*TASK REQUIREMENTS*
Copy the records below exactly as they are written.

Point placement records
[Start]

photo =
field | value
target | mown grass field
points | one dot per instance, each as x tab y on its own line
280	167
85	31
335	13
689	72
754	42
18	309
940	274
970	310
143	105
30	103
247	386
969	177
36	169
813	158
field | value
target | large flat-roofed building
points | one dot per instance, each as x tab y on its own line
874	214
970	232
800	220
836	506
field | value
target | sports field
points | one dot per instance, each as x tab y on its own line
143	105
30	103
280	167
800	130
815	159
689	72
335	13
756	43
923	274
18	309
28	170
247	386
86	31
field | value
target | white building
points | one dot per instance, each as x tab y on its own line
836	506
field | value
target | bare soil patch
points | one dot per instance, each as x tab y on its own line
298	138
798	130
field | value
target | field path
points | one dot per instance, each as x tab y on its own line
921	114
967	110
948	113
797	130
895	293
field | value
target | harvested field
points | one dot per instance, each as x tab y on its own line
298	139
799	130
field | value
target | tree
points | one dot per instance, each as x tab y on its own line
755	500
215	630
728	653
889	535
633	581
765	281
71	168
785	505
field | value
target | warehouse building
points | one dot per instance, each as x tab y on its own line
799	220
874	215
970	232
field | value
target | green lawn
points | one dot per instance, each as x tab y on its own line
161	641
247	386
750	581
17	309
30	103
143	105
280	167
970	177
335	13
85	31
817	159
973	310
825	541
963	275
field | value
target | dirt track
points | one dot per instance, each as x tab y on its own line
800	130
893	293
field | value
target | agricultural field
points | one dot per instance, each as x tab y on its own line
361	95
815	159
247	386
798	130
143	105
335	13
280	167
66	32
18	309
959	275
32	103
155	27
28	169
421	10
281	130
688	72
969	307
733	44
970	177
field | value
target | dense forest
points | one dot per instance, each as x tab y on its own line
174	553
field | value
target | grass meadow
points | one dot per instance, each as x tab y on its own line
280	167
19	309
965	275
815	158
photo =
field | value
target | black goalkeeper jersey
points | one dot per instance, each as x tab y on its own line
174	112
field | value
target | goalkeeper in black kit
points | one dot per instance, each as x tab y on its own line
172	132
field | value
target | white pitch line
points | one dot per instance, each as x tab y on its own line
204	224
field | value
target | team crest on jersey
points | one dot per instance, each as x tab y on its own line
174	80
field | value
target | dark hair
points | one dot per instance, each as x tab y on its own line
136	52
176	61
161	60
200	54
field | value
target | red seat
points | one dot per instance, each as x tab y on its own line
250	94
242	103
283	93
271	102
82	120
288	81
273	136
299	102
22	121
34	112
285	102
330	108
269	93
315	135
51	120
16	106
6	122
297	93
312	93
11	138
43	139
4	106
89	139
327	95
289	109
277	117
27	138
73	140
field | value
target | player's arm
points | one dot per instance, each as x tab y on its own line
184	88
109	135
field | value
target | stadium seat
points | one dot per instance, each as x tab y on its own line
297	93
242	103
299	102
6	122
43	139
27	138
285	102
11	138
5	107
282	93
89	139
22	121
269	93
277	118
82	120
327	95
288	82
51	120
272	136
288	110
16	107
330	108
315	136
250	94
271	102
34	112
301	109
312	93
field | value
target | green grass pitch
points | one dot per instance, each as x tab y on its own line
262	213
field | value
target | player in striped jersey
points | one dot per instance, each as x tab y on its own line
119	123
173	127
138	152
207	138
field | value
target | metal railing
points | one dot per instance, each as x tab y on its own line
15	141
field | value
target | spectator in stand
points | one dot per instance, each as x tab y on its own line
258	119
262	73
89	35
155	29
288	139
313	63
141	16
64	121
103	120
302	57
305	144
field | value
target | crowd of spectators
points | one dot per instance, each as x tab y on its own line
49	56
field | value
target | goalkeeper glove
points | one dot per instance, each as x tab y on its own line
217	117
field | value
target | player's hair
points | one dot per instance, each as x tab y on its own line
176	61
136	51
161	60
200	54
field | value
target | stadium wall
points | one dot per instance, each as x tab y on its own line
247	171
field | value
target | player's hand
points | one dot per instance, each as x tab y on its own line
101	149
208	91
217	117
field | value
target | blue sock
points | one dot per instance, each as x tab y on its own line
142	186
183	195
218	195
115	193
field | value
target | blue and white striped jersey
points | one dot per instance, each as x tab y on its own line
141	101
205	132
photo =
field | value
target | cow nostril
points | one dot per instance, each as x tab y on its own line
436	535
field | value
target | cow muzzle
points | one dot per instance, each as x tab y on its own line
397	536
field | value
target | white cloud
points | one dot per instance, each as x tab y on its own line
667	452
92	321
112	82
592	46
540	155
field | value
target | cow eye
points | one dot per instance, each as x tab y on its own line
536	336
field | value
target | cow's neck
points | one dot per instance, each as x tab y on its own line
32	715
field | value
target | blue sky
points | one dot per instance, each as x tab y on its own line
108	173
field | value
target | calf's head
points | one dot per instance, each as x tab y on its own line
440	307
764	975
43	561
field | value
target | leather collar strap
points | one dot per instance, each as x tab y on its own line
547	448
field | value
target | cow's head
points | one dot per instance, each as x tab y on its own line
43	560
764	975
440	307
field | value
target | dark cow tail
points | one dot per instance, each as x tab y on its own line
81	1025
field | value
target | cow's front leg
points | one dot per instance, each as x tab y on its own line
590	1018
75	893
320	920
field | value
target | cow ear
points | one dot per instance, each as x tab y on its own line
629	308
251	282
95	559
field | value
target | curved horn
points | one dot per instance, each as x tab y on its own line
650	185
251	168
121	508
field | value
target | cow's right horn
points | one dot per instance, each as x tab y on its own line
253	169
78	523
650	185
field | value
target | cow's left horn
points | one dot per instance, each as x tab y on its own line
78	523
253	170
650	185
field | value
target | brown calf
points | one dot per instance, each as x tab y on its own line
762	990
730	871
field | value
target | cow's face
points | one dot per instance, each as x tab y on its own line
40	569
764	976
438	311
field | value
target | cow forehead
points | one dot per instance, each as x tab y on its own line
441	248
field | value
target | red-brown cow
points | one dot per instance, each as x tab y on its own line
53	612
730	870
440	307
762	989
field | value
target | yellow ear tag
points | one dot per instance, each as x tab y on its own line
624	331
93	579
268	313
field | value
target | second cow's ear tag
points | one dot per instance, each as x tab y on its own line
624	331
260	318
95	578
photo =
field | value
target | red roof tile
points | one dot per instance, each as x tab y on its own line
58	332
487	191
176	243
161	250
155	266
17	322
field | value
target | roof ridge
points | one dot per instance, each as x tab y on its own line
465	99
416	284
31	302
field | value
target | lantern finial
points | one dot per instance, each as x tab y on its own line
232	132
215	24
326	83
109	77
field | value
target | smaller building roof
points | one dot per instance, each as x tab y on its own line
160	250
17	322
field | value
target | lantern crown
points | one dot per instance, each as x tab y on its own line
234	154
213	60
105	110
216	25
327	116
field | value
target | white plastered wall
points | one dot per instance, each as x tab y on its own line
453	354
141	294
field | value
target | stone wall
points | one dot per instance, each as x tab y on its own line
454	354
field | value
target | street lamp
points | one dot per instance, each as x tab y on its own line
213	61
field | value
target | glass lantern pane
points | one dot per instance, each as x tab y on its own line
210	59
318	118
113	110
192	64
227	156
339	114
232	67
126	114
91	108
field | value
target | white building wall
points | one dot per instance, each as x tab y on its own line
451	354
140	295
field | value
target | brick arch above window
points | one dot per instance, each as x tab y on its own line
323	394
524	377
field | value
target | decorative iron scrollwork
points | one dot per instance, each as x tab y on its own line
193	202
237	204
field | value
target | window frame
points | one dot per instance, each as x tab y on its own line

[End]

*WORKED SOLUTION*
photo =
field | value
target | mown grass field
points | one dot per instance, each as x tab y on its own line
280	167
85	31
335	13
689	72
754	42
18	309
940	274
970	310
143	105
30	103
247	386
969	177
36	169
813	158
field | value
target | large flat-roofed building
points | one dot per instance, each as x tab y on its own line
874	214
970	232
800	220
836	506
field | value
target | sports field
points | one dot per instance, each as x tab y on its own line
143	105
30	103
280	167
800	130
815	159
689	72
335	13
756	43
923	274
18	309
28	170
247	386
86	31
field | value
target | white building
points | one dot per instance, each as x tab y on its own line
836	506
field | value
target | bare soil patch
points | one dot per instance, each as x tab y on its own line
298	138
798	130
field | value
target | field path
points | one dot per instance, each as x tab y on its own line
921	114
967	110
948	113
797	130
895	293
field | value
target | harvested field
points | one dot per instance, each as x tab y on its own line
298	139
799	130
field | value
target | tree
points | one dot per instance, each as x tab y on its own line
755	500
215	630
728	653
889	535
633	581
765	281
71	168
785	505
field | value
target | warehouse building
points | one dot per instance, each as x tab y on its own line
799	220
874	215
970	232
field | value
target | green lawn
points | one dot per instance, each as x tab y on its own line
161	641
247	386
750	581
17	309
30	103
143	105
280	167
970	177
335	13
85	31
817	159
973	310
825	541
963	275
field | value
target | dirt track
points | one dot per instance, each as x tab y on its own line
800	130
893	293
field | value
target | agricultural field
points | one dot per instance, each as x tab y on its own line
361	95
815	159
247	386
798	130
143	105
335	13
280	167
66	32
18	309
959	275
32	103
155	27
28	169
421	10
281	130
688	72
969	307
733	44
970	177
field | value
target | dense forest
points | one dot per instance, each as x tab y on its own line
174	553
field | value
target | grass meadow
points | one dot per instance, each as x tab y on its own line
280	167
19	309
965	275
815	158
photo =
field | value
target | black goalkeeper jersey
points | one dot per instance, each as x tab y on its own line
174	112
field | value
target | goalkeeper in black kit
points | one dot per instance, each as x tab y on its own line
172	132
field | value
target | white pitch line
points | one dot per instance, each as x tab y on its own line
204	224
field | value
target | team crest on jersey
points | one dot per instance, each as x tab y on its own line
174	80
field | value
target | dark hair
points | one dot per instance, each as x tab y on its own line
136	52
176	61
161	60
200	54
field | value
target | red seat
points | one dot per instance, each as x tab y on its own line
250	94
242	103
283	93
271	102
82	120
288	81
273	136
299	102
22	121
34	112
285	102
330	108
269	93
315	135
51	120
16	106
6	122
297	93
312	93
11	138
43	139
4	106
89	139
327	95
289	109
277	117
27	138
73	140
field | value
target | player's arm
points | one dot per instance, each as x tab y on its own line
184	88
109	135
field | value
target | stadium seat
points | one dot per instance, each as x tab y on its own line
297	93
242	103
299	102
6	122
43	139
27	138
285	102
11	138
5	107
282	93
89	139
22	121
269	93
277	118
82	120
327	95
288	82
51	120
272	136
288	110
16	107
330	108
315	136
250	94
271	102
34	112
301	109
312	93
field | value
target | green grass pitch
points | one dot per instance, each as x tab y on its own line
262	213
field | value
target | player in striped jersey
points | one dot per instance, each as x tab y on its own line
119	123
173	127
138	152
207	138
field | value
target | metal railing
points | one dot per instance, each as x tab y on its own line
15	141
field | value
target | spectator in stand
points | one dot per instance, each as x tab y on its own line
258	119
262	73
89	35
155	29
288	139
313	63
141	16
64	121
103	120
302	57
305	144
field | value
target | crowd of spectators
points | one dot per instance, each as x tab y on its own line
49	56
field | value
target | goalkeeper glove
points | one dot per instance, each as x tab y on its own line
217	117
field | value
target | player's hair
points | one dot per instance, each as x tab y on its own line
176	61
136	51
161	60
200	54
field | value
target | stadium wall
points | one dot per instance, each as x tab y on its own line
247	171
field | value
target | player's hand
points | one dot per instance, each as x tab y on its own line
101	149
208	91
217	117
field | value
target | blue sock
points | one dot per instance, each as x tab y on its own line
142	186
183	195
218	195
115	193
field | value
target | blue and white striped jersey
points | one dot per instance, each as x tab y on its own line
141	101
205	132
photo =
field | value
target | cow nostril
points | one dot per instance, each as x tab y on its own line
436	535
field | value
target | cow muzzle
points | one dot per instance, each as x tab y on its own line
397	536
field | value
target | white cloud
points | one dot per instance, each as x tab y on its own line
667	452
92	321
112	82
592	46
540	155
field | value
target | cow eye
points | one dot per instance, each as x tab y on its own line
536	336
field | value
target | cow's neck
points | one dot per instance, each as x tab y on its own line
32	715
field | value
target | blue sky
points | one dot per instance, each as x tab y on its own line
108	173
field | value
target | calf's head
points | one dot per instance, each as x tab y on its own line
440	307
764	975
43	561
field | value
target | leather collar strap
points | one dot per instance, each as x tab y on its own line
547	448
field | value
target | cow's head
points | one dot per instance, each as x tab y on its own line
43	560
764	975
440	307
field | value
target | dark cow tail
points | one dot per instance, each as x tab y on its own line
81	1025
field | value
target | cow's front leg
points | one dot per instance, each as x tab y on its own line
590	1018
75	893
320	920
field | value
target | cow ear
points | one dot per instance, each as x tab y on its own line
629	308
251	282
95	559
field | value
target | curved horn
points | one dot per instance, each as x tab y on its own line
650	185
251	168
121	508
field | value
target | cow's right horn
points | one dot per instance, each as x tab y on its own line
253	169
78	523
650	185
field | value
target | cow's left horn
points | one dot per instance, each as x tab y on its own line
78	523
253	170
650	185
field | value
target | brown calf
points | one dot per instance, each as x tab y on its own line
762	990
730	871
field | value
target | cow's face
points | one dot per instance, each as x tab y on its own line
40	569
764	976
438	311
field | value
target | cow forehead
points | one dot per instance, each as x tab y on its own line
441	248
field | value
target | red-brown cow
points | one dot per instance, each as x tab y on its own line
53	612
730	870
440	307
762	989
field | value
target | yellow ear tag
points | one dot per instance, each as x tab y on its own line
624	331
93	579
268	313
field | value
target | second cow's ear tag
points | one dot per instance, each as x tab y on its own line
624	331
260	318
95	578
photo =
field | value
target | red roof tile
points | one dot per instance, each as x tab y on its own line
58	332
487	191
176	243
161	250
155	266
17	322
field | value
target | roof ridge
points | one dot per instance, each as x tab y on its own line
465	99
416	284
31	302
field | value
target | lantern finial
points | one dot per instance, each as x tab y on its own line
232	132
215	24
326	83
109	77
field | value
target | smaller building roof
points | one dot per instance, each as x tab y on its own line
160	250
17	322
field | value
target | lantern crown
points | one dot per instance, each as x tab y on its own line
234	154
213	60
105	110
216	25
327	116
field | value
target | white plastered wall
points | one dot per instance, each as x tab y on its own line
453	354
141	294
field | value
target | stone wall
points | one dot per instance, each as x tab y on its own line
454	354
field | value
target | street lamp
points | one dot per instance, each as x tab y on its own line
213	61
field | value
target | glass lantern pane
points | one dot per instance, each as x tab y on its own line
210	59
318	118
113	110
192	64
227	156
339	114
232	67
126	114
91	108
field | value
target | white building wall
points | one dot per instance, each as x tab y on its own line
451	354
140	295
field | value
target | brick arch above window
points | one dot per instance, each as x tab y on its own line
323	394
524	377
field | value
target | decorative iron scrollwork
points | one dot per instance, each as x tab y on its own line
193	202
237	204
field | value
target | window frame
points | one dot per instance, each as x tab y on its own line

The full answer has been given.